--- Work required ---
Every line below that holds the word "golden" must be listed.

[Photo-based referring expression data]
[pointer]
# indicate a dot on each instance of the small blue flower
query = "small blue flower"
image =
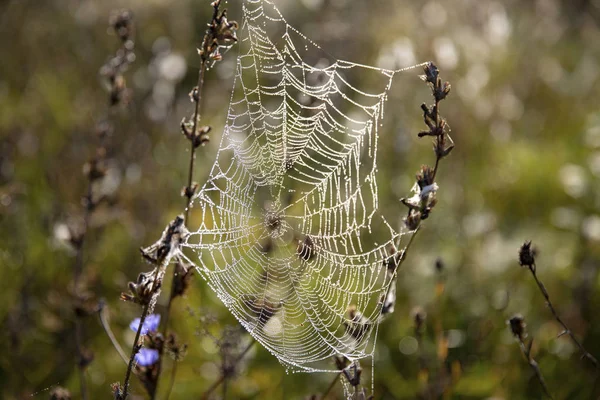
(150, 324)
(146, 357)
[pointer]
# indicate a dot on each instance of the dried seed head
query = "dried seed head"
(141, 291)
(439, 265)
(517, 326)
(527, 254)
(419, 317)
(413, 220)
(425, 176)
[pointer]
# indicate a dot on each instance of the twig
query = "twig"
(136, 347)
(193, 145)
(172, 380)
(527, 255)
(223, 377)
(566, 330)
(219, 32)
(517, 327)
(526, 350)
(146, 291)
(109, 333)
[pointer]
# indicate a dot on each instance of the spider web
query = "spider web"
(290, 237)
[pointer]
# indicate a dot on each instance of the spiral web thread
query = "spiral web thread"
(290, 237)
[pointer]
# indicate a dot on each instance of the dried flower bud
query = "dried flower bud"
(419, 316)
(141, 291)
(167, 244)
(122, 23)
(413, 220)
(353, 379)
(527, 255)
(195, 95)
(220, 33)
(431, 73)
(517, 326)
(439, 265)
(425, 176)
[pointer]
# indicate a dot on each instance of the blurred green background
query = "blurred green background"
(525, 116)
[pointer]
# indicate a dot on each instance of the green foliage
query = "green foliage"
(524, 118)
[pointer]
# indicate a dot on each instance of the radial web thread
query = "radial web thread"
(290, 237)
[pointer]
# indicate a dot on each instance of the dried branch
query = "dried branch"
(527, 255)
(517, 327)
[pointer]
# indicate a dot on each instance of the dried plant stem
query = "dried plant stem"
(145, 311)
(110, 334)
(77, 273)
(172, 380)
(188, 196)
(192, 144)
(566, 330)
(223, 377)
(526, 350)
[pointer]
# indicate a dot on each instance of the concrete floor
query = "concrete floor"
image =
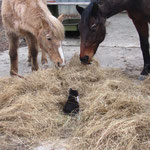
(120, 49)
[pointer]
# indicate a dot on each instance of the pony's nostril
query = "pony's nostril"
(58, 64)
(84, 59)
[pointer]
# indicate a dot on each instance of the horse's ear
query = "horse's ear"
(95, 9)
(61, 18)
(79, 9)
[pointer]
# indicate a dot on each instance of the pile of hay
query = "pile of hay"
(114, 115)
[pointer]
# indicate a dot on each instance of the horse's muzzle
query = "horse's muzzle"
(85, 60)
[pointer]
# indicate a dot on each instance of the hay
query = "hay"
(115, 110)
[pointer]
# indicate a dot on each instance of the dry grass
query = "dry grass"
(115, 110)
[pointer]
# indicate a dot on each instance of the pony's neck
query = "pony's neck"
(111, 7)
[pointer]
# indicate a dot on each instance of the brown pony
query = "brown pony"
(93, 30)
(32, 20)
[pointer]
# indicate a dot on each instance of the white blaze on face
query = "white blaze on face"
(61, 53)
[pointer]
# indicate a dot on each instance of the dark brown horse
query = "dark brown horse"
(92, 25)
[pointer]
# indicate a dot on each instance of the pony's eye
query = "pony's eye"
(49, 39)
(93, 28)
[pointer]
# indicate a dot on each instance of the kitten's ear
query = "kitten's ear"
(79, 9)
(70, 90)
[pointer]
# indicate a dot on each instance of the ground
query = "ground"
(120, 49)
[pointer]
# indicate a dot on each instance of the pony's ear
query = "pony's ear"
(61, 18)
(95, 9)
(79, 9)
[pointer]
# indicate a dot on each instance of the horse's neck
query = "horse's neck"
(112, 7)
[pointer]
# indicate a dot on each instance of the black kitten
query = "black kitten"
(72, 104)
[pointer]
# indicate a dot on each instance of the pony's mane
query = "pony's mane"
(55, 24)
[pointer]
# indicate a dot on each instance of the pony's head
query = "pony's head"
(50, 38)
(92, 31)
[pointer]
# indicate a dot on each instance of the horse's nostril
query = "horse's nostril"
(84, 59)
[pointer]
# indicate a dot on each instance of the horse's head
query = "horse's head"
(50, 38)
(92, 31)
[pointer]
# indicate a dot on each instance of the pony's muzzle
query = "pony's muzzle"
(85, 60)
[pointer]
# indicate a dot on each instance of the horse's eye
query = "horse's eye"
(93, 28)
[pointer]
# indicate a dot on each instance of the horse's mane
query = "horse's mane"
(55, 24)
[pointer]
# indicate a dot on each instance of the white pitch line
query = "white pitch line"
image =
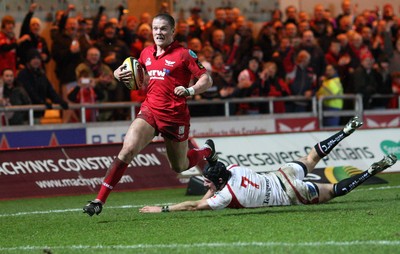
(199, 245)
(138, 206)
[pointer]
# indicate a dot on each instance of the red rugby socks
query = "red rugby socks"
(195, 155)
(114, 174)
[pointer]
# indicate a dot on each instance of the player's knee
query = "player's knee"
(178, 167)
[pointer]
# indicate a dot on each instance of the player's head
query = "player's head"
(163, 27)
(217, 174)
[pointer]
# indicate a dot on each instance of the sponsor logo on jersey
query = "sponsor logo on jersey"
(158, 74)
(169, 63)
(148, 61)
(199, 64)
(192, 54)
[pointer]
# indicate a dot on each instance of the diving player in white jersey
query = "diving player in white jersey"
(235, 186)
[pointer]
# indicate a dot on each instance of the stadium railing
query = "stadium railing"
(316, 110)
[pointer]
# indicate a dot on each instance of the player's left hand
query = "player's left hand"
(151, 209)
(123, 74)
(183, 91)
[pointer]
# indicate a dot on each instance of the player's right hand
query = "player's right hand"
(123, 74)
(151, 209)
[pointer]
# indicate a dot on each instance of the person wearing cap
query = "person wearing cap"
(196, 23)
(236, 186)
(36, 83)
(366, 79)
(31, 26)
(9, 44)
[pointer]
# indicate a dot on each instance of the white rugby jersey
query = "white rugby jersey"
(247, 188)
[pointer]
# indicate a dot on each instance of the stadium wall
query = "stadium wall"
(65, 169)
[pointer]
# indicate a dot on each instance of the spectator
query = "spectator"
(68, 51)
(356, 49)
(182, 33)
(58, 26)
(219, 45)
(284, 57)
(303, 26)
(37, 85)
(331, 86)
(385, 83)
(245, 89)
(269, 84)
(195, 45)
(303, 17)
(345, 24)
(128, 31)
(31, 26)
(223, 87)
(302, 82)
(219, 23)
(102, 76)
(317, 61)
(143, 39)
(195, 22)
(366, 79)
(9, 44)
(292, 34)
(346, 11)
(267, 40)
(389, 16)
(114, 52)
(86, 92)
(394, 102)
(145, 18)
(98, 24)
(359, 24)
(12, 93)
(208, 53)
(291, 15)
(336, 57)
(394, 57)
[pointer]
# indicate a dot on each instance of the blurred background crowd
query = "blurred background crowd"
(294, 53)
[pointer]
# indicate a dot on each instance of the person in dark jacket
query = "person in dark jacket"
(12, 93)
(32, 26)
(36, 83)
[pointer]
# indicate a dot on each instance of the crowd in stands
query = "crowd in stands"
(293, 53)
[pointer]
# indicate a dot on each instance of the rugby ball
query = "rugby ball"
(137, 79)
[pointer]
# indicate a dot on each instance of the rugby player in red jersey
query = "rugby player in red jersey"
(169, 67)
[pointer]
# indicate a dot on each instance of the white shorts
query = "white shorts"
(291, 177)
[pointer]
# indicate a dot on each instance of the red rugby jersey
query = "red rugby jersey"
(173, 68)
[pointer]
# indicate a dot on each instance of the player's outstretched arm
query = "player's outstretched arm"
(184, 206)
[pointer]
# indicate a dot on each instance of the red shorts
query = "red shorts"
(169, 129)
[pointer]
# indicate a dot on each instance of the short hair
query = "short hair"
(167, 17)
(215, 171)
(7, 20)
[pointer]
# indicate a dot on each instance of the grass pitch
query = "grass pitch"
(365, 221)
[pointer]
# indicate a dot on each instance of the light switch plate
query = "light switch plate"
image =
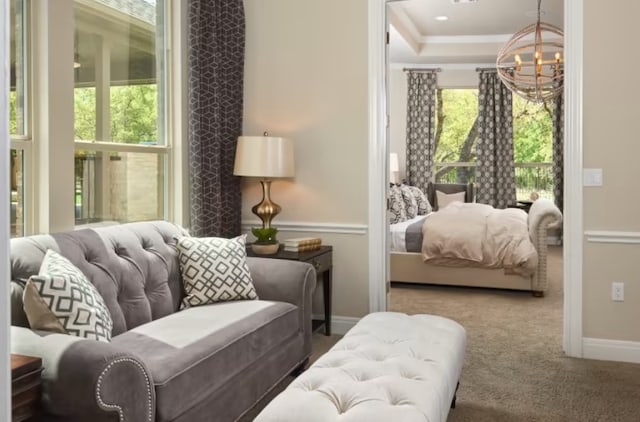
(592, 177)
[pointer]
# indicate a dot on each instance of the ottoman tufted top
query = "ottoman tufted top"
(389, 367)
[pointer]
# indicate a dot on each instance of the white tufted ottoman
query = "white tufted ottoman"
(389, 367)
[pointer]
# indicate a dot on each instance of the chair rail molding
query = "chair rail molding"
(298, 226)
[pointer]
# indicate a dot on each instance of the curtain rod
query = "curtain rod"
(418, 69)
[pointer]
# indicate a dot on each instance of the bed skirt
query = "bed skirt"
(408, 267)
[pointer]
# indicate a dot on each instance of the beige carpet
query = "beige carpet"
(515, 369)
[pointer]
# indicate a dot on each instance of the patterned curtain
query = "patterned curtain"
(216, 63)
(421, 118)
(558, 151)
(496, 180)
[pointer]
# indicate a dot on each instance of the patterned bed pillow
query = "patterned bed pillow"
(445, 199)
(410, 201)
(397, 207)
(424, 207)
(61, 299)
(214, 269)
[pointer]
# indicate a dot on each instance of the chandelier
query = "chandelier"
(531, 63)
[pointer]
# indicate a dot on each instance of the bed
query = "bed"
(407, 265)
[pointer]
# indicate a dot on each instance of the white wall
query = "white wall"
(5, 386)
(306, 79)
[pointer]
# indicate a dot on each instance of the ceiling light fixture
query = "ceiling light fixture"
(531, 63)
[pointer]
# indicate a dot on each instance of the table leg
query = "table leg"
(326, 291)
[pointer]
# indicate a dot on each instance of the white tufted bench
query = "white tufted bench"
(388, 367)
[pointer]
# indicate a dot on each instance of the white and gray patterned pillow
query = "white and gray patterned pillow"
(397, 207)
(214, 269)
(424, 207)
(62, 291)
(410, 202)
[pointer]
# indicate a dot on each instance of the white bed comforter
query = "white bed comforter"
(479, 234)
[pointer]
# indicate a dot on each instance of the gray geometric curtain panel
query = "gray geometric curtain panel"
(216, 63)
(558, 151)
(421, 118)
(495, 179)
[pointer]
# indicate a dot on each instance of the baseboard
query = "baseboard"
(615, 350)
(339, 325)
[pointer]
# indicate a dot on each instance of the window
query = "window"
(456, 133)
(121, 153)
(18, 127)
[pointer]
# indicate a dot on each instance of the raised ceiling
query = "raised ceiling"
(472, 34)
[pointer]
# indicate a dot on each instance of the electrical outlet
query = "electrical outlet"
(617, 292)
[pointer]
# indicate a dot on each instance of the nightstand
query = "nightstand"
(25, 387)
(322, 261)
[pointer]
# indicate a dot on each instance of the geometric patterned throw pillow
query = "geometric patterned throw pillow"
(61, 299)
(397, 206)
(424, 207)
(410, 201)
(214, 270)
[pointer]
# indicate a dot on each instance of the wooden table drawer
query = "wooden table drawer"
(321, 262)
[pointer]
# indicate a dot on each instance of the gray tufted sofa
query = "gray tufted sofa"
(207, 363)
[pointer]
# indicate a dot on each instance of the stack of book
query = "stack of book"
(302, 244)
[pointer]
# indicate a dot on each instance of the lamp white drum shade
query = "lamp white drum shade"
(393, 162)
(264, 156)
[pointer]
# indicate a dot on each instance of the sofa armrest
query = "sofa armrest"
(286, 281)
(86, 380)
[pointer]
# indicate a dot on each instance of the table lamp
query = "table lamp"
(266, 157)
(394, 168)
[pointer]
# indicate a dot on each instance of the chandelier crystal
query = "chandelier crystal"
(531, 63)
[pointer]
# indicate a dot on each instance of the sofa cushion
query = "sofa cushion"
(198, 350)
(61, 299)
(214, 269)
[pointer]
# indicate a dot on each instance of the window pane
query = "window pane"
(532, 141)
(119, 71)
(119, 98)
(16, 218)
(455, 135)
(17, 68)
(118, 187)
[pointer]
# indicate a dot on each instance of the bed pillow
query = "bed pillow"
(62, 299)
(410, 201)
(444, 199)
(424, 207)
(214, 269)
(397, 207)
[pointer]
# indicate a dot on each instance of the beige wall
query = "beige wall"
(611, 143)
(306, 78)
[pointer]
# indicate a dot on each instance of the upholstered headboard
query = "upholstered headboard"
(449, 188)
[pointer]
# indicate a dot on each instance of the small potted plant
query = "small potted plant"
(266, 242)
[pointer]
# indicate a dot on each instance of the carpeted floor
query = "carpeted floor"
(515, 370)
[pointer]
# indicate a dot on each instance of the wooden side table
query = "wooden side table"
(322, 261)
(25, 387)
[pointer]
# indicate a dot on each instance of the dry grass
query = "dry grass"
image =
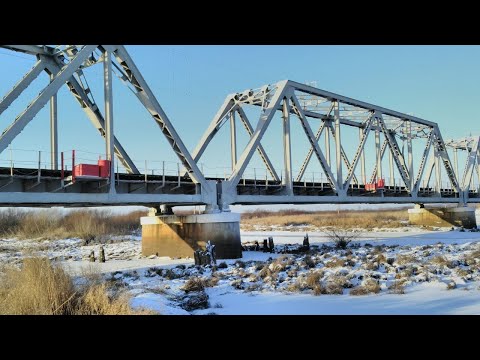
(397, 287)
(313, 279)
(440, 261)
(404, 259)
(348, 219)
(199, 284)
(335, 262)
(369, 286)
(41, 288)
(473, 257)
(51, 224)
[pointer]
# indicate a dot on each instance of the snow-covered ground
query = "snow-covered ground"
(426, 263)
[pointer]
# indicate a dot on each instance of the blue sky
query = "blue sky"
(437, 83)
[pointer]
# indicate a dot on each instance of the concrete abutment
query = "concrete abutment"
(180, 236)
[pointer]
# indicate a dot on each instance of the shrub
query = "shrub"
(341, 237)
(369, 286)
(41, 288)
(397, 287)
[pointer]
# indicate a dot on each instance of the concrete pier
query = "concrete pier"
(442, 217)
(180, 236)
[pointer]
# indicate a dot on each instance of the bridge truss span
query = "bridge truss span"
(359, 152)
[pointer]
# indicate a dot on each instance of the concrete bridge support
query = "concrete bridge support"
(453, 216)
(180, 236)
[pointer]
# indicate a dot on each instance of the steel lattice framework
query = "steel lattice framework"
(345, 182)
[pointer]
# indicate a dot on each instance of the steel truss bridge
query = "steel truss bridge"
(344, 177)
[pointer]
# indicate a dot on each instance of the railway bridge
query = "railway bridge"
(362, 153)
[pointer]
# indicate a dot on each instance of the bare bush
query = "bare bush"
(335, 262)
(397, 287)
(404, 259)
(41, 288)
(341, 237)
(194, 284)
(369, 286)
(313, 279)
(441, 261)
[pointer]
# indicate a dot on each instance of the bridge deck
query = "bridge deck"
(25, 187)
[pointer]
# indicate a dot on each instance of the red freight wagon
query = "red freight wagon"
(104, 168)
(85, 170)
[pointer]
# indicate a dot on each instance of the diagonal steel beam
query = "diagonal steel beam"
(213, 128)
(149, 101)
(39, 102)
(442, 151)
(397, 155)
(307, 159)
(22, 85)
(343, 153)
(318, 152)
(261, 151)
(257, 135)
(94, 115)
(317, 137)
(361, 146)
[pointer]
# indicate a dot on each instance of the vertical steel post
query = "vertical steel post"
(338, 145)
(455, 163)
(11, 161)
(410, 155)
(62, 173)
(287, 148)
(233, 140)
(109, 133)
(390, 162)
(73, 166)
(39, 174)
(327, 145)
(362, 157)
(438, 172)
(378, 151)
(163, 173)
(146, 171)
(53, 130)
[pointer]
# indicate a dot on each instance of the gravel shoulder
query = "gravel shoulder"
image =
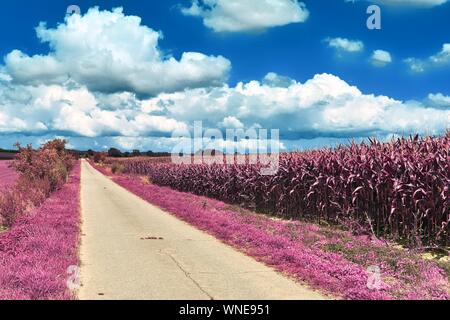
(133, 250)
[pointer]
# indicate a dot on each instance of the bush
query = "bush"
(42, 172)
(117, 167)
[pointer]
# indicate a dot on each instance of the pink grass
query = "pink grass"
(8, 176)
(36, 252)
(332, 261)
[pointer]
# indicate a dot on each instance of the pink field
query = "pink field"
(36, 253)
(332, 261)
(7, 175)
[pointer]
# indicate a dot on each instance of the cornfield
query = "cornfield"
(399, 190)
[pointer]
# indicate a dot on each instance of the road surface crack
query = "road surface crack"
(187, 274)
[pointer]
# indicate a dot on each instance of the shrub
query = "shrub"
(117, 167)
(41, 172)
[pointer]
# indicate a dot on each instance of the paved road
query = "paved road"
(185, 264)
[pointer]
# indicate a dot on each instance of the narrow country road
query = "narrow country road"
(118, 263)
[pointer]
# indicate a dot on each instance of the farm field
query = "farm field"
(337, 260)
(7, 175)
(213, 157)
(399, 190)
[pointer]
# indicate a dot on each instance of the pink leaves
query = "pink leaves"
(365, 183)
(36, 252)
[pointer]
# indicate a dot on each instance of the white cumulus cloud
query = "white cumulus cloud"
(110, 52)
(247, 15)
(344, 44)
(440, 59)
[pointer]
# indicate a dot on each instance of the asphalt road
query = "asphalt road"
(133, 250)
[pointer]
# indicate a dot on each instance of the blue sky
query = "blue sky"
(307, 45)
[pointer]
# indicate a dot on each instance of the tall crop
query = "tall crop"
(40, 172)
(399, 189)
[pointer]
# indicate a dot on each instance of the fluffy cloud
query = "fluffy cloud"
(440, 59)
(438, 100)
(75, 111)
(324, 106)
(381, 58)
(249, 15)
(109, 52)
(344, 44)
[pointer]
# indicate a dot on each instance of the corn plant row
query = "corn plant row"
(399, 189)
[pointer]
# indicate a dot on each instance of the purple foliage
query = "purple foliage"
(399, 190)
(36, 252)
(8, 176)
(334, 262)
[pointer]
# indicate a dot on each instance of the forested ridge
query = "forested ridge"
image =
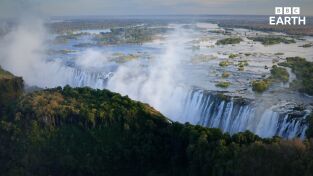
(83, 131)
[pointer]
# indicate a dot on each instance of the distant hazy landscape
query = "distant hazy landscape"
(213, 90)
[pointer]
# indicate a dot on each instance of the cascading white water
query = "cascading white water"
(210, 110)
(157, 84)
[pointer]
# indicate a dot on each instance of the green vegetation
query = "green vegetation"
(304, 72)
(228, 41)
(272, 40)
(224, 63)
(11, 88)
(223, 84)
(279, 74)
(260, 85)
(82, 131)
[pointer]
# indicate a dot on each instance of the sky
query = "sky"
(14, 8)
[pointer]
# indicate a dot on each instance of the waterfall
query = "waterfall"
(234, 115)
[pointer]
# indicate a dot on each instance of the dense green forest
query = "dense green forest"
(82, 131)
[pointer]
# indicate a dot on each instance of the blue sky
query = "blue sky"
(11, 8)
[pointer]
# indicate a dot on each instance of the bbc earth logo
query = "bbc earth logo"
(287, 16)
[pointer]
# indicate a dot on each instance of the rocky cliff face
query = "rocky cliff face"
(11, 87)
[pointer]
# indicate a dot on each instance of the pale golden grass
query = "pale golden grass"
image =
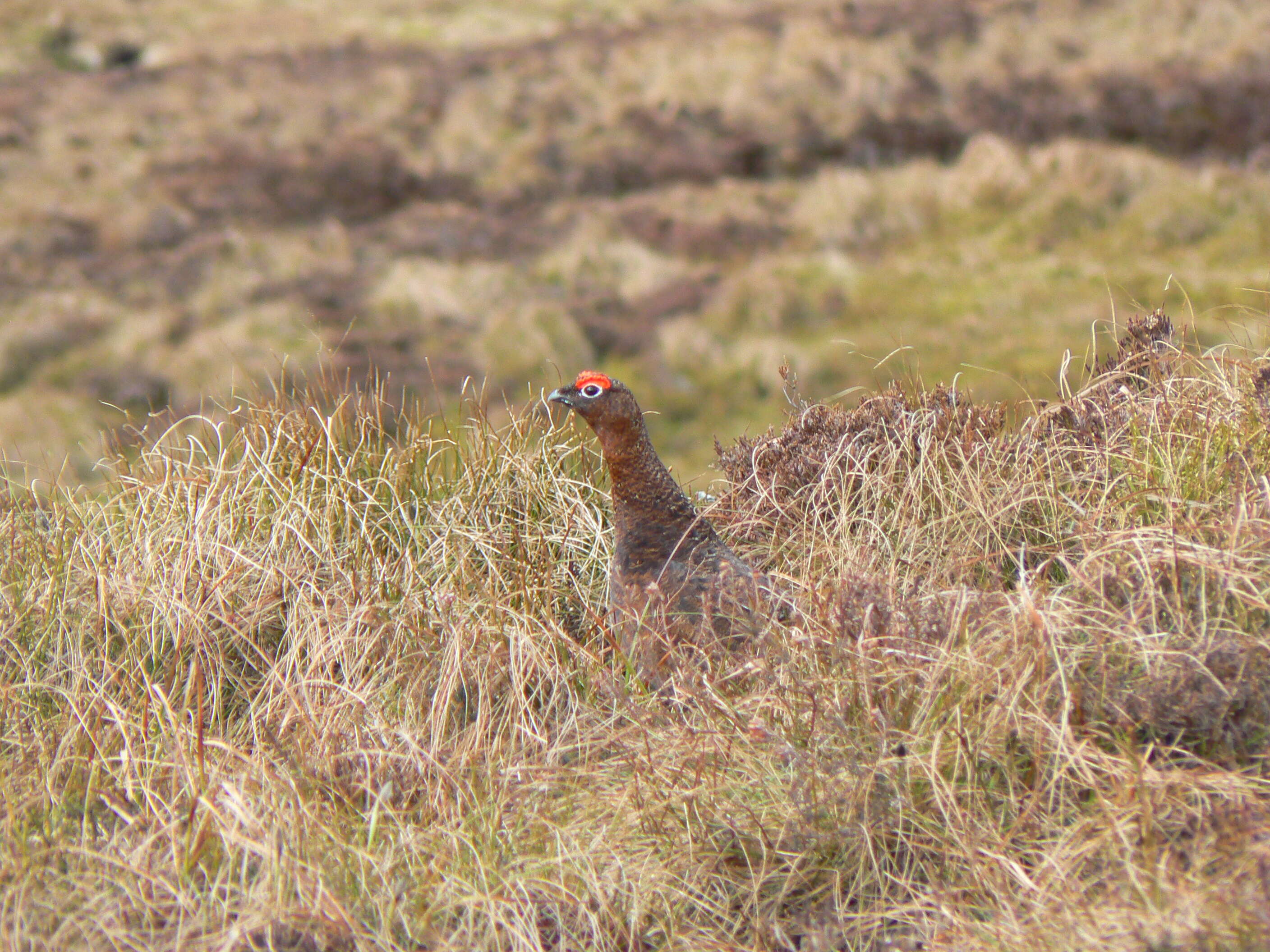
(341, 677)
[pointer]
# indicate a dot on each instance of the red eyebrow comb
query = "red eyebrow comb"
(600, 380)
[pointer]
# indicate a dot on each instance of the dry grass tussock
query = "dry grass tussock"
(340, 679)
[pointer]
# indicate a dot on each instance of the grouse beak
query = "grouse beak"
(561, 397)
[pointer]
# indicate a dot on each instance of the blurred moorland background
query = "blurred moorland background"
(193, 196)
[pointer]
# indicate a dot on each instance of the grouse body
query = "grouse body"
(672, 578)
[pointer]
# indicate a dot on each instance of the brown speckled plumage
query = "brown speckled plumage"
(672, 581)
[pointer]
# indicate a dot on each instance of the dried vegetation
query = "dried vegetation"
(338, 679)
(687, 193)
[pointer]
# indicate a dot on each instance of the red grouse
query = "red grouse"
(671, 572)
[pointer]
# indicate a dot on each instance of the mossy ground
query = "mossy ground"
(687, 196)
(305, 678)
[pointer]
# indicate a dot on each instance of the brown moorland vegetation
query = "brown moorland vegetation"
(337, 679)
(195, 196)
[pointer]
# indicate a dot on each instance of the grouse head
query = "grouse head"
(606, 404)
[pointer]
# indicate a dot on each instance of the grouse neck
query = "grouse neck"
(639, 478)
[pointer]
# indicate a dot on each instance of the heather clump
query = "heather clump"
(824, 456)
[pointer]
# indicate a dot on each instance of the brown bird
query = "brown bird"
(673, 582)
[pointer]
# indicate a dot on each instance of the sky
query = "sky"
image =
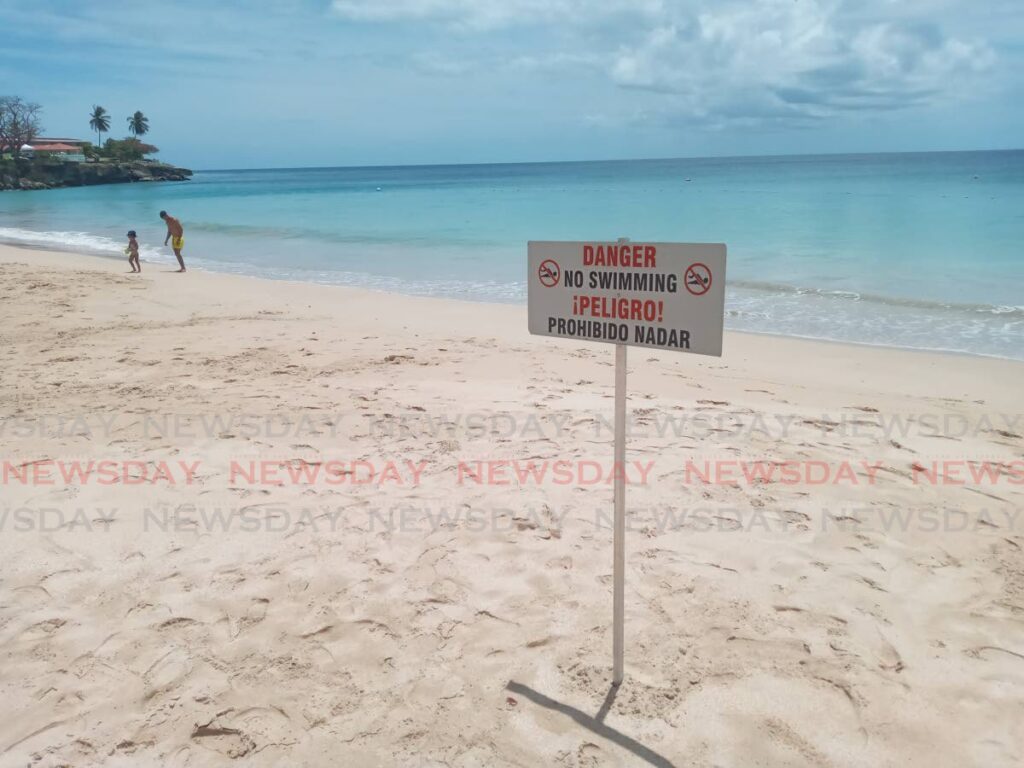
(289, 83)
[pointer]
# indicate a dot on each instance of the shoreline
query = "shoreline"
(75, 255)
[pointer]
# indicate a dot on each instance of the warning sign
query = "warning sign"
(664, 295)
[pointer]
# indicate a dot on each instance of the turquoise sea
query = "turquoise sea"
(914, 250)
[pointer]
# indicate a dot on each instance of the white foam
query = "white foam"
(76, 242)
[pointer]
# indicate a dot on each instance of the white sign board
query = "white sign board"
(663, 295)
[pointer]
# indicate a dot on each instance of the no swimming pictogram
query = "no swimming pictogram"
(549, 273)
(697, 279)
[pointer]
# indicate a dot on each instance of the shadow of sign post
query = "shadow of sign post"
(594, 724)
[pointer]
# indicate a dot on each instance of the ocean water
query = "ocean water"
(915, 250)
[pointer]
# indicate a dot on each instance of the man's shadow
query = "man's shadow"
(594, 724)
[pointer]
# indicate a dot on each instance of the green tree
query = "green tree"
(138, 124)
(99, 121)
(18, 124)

--- The answer ---
# indicate a dot on each instance of the pale golden grass
query = "pale golden grass"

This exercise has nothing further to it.